* **Data for this task**
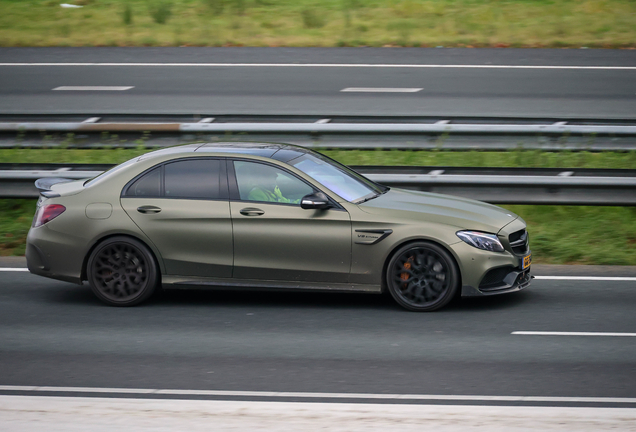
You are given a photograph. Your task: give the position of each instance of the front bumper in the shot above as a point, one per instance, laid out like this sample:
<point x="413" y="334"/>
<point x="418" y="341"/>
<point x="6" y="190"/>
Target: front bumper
<point x="514" y="280"/>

* **Required task**
Rewrite the listing above with every "front bumper" changed to "rear bumper" and everything else unchanged. Leave the picture out of your answer.

* **Final result**
You are given a photograph. Your task: give the position of each instance of the rear bumper in the shot above as a point, one per instance, laid out like this sample:
<point x="413" y="334"/>
<point x="418" y="341"/>
<point x="6" y="190"/>
Target: rear bumper
<point x="514" y="280"/>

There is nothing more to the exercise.